◆ Given text
What Is a Diffractive Beam Splitter?

A diffractive beam splitter is a diffractive optical element (DOE) that utilizes micro- and nano-structures designed on its optical surface to achieve beam splitting in multiple directions with specific intensities.

Diffractive beam splitters are typically designed for a specific laser wavelength. By varying the surface height through changes in material refractive index, they generate corresponding phase delays. During design, the diffraction grating period can be adjusted, phase depth can be modified, and two-dimensional non-periodic structures can be employed. Consequently, incident laser energy can be distributed according to the designed proportions, forming multiple diffraction orders.

Comparison & Selection Guide Of Diffractive Beam Splitter vs Traditional Beam Splitter

1. A diffraction beam splitter is a type of beam splitter. The key differences between diffraction beam splitters and traditional beam splitters are as follows:
2. Unlike traditional beam splitters, which rely on reflection or refraction principles for light splitting, diffraction beam splitters utilize diffraction and phase modulation to achieve light splitting.
3. Traditional beam splitters can typically only divide light into two beams, either transmitting or reflecting. Diffractive beam splitters, however, can split a single beam into multiple beams arranged in a regular array.
4. The exit angles of traditional beam splitters are generally fixed and lack an array pattern. In contrast, the exit angles of diffractive beam splitters can be arbitrarily designed and distributed in one-dimensional, two-dimensional, or even three-dimensional patterns.
5. Traditional beam splitters exhibit high overall energy efficiency, typically ranging from 95% to 98%. In contrast, diffraction splitters have lower diffraction efficiency, exceeding 90% only when employing multi-order designs with optimized configurations.
6. Conventional beam splitters feature relatively bulky physical structures, such as prisms or cubes, with thicknesses varying from several millimeters to several centimeters. Diffractive beam splitters, however, are relatively compact. In ultra-thin configurations, they can achieve micrometer-level dimensions and thicknesses.
7. Traditional beam splitters are typically broadband devices, making them highly compatible with multi-wavelength systems. In contrast, DOE beam splitters exhibit significant wavelength dependency, requiring specialized design for each specific laser wavelength.

What is the key funciton of diffractive beam splitters in aesthetic medical laser system

In medical aesthetic laser systems, traditional beam splitters such as half-silvered mirrors, cubes, and prisms are indispensable in auxiliary optical paths. For instance, when a laser beam strikes the skin, these conventional splitters can divert 1-5% of the energy to a detector, thereby maintaining stable energy ratios without altering the spatial distribution of the main beam.

Additionally, dichroic beam splitters can be used for beam combining and splitting. For example, during beam combining, red light and therapeutic light can be merged. During beam splitting, only red light or therapeutic light can be selectively directed into the observation system.

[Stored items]

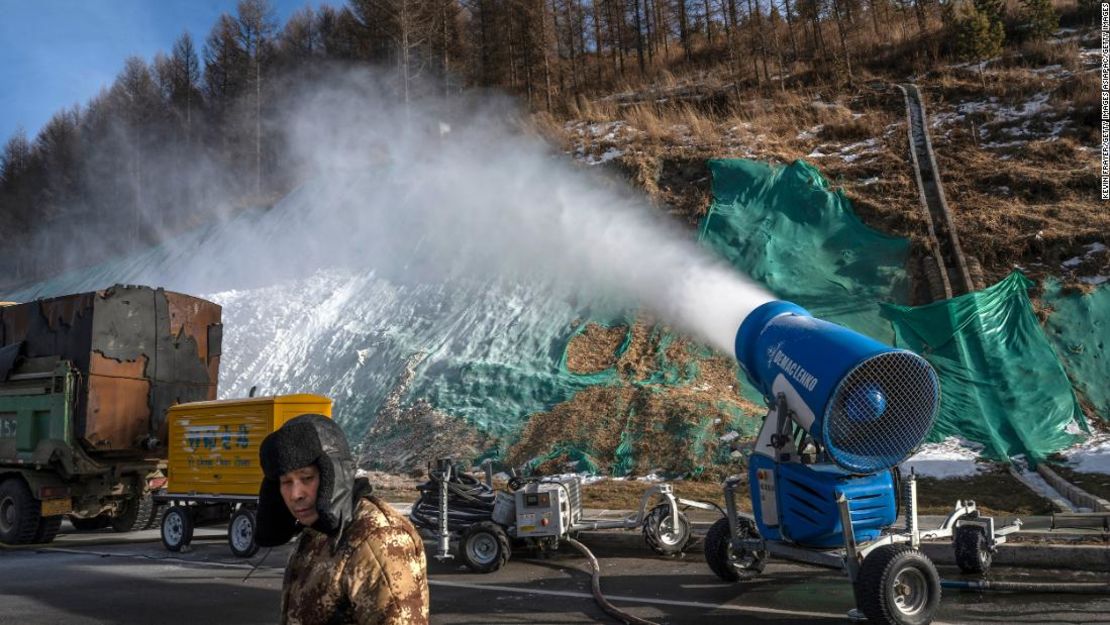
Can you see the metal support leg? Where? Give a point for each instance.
(730, 506)
(443, 466)
(850, 553)
(911, 524)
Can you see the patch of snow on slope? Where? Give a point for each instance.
(1091, 455)
(951, 457)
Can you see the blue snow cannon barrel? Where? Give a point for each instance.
(870, 405)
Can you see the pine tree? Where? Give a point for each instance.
(1039, 19)
(995, 10)
(976, 37)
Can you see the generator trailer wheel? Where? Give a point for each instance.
(484, 547)
(661, 533)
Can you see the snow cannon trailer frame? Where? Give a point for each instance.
(538, 513)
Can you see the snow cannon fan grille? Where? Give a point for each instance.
(881, 411)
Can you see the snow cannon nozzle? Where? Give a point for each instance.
(867, 404)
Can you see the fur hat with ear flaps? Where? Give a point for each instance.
(303, 441)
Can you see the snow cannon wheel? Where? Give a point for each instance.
(898, 585)
(241, 533)
(725, 561)
(972, 551)
(484, 547)
(177, 527)
(661, 534)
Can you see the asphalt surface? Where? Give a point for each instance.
(96, 578)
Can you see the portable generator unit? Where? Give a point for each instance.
(844, 411)
(538, 513)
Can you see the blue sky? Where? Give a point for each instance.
(56, 53)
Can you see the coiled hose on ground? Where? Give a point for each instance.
(596, 587)
(1069, 587)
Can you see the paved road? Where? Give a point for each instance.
(82, 583)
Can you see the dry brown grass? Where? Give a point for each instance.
(996, 493)
(594, 350)
(672, 427)
(654, 127)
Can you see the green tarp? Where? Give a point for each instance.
(788, 231)
(1079, 328)
(783, 227)
(1001, 384)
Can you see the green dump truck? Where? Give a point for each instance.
(86, 382)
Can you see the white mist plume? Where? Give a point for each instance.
(404, 197)
(440, 192)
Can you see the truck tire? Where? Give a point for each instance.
(241, 533)
(48, 528)
(177, 527)
(19, 512)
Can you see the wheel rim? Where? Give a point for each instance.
(911, 591)
(666, 531)
(482, 548)
(174, 528)
(8, 513)
(744, 558)
(242, 533)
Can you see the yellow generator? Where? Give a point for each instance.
(213, 464)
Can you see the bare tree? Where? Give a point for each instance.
(256, 28)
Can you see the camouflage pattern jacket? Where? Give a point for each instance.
(376, 576)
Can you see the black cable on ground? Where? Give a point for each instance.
(609, 608)
(1072, 587)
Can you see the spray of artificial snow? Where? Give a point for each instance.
(456, 190)
(445, 192)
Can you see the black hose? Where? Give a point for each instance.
(609, 608)
(1072, 587)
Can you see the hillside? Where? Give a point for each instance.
(350, 284)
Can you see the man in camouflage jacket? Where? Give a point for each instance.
(357, 560)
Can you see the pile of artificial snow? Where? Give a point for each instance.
(1091, 455)
(951, 457)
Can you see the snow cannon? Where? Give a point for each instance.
(867, 404)
(844, 411)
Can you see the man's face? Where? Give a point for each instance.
(299, 491)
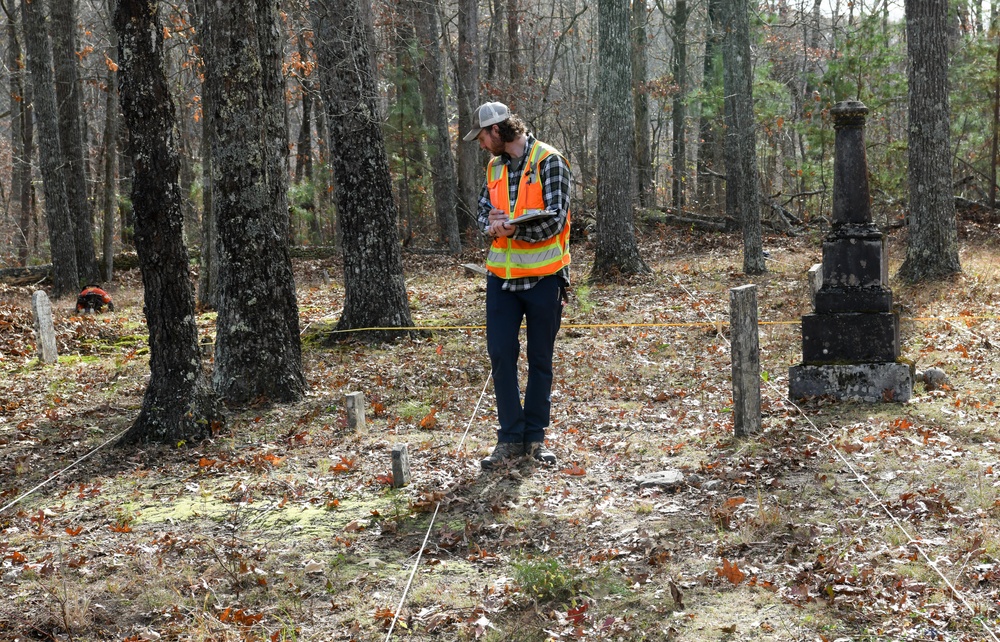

◆ Questions on the material
1. Answer these questions from the text on diffractive beam splitters.
(a) What does a diffractive beam splitter use on its optical surface to split a beam?
(b) What overall energy efficiency range is typical for traditional beam splitters?
(c) In medical aesthetic laser systems, what share of the energy can conventional splitters divert to a detector?
2. Carry on the text about diffractive beam splitters, starting after its last sentence.

◆ Expected responses
1.
(a) Micro- and nano-structures designed on its optical surface.
(b) From 95% to 98%.
(c) 1-5% of the energy.

2.
However, traditional beam splitters play a minimal role in the core functionality of aesthetic laser treatment outputs. This is because aesthetic lasers fundamentally require controlled spatial distribution of light, forming micro-spot arrays. This prevents the skin from receiving uniform laser irradiation across entire areas, concentrating laser energy precisely on the target treatment zone while preserving healthy tissue.

Coligh specializes in manufacturing diffractive beam splitters. Through DOE design, we can precisely control the energy distribution, diameter, and spacing of each micro-spot. The entire dot pattern can be achieved in one or a few exposures, thereby controlling the depth of thermal damage and the affected area on the skin.

Diffractive Beams Spliiters For Medical Aesthetic Laser Applications

• 10.6μm DOEs for CO₂ Fractional Laser Systems
  10.6 μm CO₂ Fractional Laser Systems are primarily used for skin rejuvenation, such as treating fine lines, wrinkles, aged skin, scars, and gynecological and intimate treatments. In the 10.6μm CO₂ fractional laser system, 10.6 μm diffractive optical elements (DOEs) integrated into the laser handpiece divide the high-power CO₂ laser beam into a micro-spot array with a micro-patterned arrangement. This enables fractional treatment to promote skin tightening and regeneration.
• 532nm/755nm/1064nm DOEs for Picosecond Aesthetic Laser Systems
  Picosecond Aesthetic Laser Systems primarily utilize picosecond pulses to concentrate energy on pigment or tattoo particles within an extremely short timeframe. Consequently, they are mainly used for removing tattoos, freckles, age spots, and sunspots. 532nm/755nm/1064nm DOEs enable picosecond lasers to remodel wrinkles and scars through minimally invasive stimulation.
• 2940nm DOEs for Er:YAG & Laser Systems
  The 2940nm DOE-equipped Er:YAG laser system primarily leverages the high absorption peak of water at 2940nm. Through photothermal effects, it achieves skin vaporization and minimally invasive remodeling—such as removing epidermal lesions and addressing gynecological or intimate applications.